TEXTE ::
————
La rampe s'est déplacée


Il y a dans la révolution, dans toute révolution, un excès de sens, un débordement sémantique dont les historiens reconnaissent la difficulté dès lors qu’il s’agit de construire une explication. On pourrait penser que le cinéma, employant un matériau signifiant moins abstrait et moins linéaire que la langue, aiderait à mieux en rendre compte. Un examen de l’histoire du cinéma ne permet pas de l’affirmer. Sans doute parce que tout en étant « sauvage », le jaillissement du sens qui caractérise l’image en mouvement n’a rien à voir, dans sa nature, avec l’explosion révolutionnaire. Le cinéma semble mieux s’accommoder de ce qui est statique pour en dégager la dynamique intérieure, cachée. Quant à l’image vidéographique, c’et tout autre chose. Nous y reviendrons.
————
LISTE DES LIGNES ::

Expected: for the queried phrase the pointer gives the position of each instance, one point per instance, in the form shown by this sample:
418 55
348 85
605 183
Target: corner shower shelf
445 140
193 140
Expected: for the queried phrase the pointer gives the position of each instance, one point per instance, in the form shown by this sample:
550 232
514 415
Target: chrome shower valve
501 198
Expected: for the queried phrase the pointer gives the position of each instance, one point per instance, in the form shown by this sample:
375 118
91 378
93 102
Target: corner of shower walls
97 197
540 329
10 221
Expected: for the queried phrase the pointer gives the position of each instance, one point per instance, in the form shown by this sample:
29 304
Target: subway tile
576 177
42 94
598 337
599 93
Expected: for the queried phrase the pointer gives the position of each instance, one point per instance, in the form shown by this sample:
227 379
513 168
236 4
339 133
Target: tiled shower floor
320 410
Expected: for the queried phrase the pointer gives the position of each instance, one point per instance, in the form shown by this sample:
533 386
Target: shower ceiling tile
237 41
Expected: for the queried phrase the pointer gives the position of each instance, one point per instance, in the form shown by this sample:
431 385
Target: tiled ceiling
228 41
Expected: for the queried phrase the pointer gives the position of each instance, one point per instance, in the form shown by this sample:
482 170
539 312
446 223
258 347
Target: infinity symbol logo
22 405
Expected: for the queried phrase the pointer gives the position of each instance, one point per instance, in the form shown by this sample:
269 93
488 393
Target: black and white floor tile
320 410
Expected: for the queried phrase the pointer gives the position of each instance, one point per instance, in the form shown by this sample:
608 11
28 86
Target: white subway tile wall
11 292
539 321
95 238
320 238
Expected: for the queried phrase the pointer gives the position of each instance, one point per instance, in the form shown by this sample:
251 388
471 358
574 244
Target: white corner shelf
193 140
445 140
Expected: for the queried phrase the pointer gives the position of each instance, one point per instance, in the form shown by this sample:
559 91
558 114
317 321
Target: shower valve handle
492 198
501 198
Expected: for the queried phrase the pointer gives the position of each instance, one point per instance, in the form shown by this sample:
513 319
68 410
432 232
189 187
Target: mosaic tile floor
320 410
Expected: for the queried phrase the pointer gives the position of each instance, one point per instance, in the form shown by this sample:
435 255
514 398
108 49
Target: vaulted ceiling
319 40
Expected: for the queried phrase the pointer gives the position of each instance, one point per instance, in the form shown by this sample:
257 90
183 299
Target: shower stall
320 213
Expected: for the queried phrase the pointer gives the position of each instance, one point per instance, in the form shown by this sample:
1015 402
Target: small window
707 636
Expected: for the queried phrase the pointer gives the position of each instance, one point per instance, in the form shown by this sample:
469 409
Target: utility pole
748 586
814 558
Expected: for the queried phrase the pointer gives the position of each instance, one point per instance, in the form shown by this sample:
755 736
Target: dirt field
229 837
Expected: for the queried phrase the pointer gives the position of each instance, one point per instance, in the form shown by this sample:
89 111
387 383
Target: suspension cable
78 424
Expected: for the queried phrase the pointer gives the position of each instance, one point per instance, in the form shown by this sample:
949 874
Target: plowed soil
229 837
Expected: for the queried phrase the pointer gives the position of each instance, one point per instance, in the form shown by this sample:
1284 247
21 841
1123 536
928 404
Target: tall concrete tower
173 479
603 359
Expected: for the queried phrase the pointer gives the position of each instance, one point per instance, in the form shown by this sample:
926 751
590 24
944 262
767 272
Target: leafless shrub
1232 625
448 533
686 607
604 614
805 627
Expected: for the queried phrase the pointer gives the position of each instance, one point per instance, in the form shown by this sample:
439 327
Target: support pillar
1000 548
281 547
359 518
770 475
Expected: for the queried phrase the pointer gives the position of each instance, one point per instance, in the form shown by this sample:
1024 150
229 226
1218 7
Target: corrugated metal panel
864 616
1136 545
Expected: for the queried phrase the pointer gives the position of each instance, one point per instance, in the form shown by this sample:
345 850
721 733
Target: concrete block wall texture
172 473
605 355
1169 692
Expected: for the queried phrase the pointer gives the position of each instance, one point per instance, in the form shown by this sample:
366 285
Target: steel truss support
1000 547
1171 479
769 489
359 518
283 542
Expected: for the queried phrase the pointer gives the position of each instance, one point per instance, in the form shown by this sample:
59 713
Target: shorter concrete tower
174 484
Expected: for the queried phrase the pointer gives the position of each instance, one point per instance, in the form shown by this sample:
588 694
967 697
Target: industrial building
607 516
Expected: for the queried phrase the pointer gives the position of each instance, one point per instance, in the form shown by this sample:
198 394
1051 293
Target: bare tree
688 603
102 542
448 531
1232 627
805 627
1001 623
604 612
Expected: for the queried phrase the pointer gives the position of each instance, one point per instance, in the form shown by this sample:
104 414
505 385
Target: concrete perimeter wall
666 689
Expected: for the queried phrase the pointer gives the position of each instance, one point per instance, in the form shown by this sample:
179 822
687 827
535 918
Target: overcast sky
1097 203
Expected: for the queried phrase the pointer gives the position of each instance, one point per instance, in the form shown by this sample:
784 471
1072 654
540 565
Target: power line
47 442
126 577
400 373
————
TÂCHE DEMANDÉE 1 ::
Répondez à ces questions d'après le texte sur la révolution et le cinéma :
(a) Que reconnaissent les historiens face à l'excès de sens de la révolution ?
(b) Qu'est-ce qu'un examen de l'histoire du cinéma ne permet pas d'affirmer ?
(c) De quoi le cinéma semble-t-il mieux s'accommoder ?
TÂCHE DEMANDÉE 2 :: Recopiez sans rien changer le passage du texte sur la révolution et le cinéma qui va de « La rampe s'est » jusqu'à « Nous y reviendrons. ».
TÂCHE DEMANDÉE 3 :: Traduisez en anglais cette phrase du texte sur la révolution et le cinéma : « Le cinéma semble mieux s’accommoder de ce qui est statique pour en dégager la dynamique intérieure, cachée. »

RÉPONSE COMPLÈTE 1 ::
(a) Ils en reconnaissent la difficulté dès qu'il s'agit de construire une explication.
(b) Il ne permet pas d'affirmer que le cinéma aiderait à mieux rendre compte de cet excès de sens.
(c) Il semble mieux s'accommoder de ce qui est statique, pour en dégager la dynamique intérieure, cachée.

RÉPONSE COMPLÈTE 2 ::
La rampe s'est déplacée


Il y a dans la révolution, dans toute révolution, un excès de sens, un débordement sémantique dont les historiens reconnaissent la difficulté dès lors qu’il s’agit de construire une explication. On pourrait penser que le cinéma, employant un matériau signifiant moins abstrait et moins linéaire que la langue, aiderait à mieux en rendre compte. Un examen de l’histoire du cinéma ne permet pas de l’affirmer. Sans doute parce que tout en étant « sauvage », le jaillissement du sens qui caractérise l’image en mouvement n’a rien à voir, dans sa nature, avec l’explosion révolutionnaire. Le cinéma semble mieux s’accommoder de ce qui est statique pour en dégager la dynamique intérieure, cachée. Quant à l’image vidéographique, c’et tout autre chose. Nous y reviendrons.

RÉPONSE COMPLÈTE 3 :: Cinema seems better suited to what is static, in order to bring out its inner, hidden dynamic.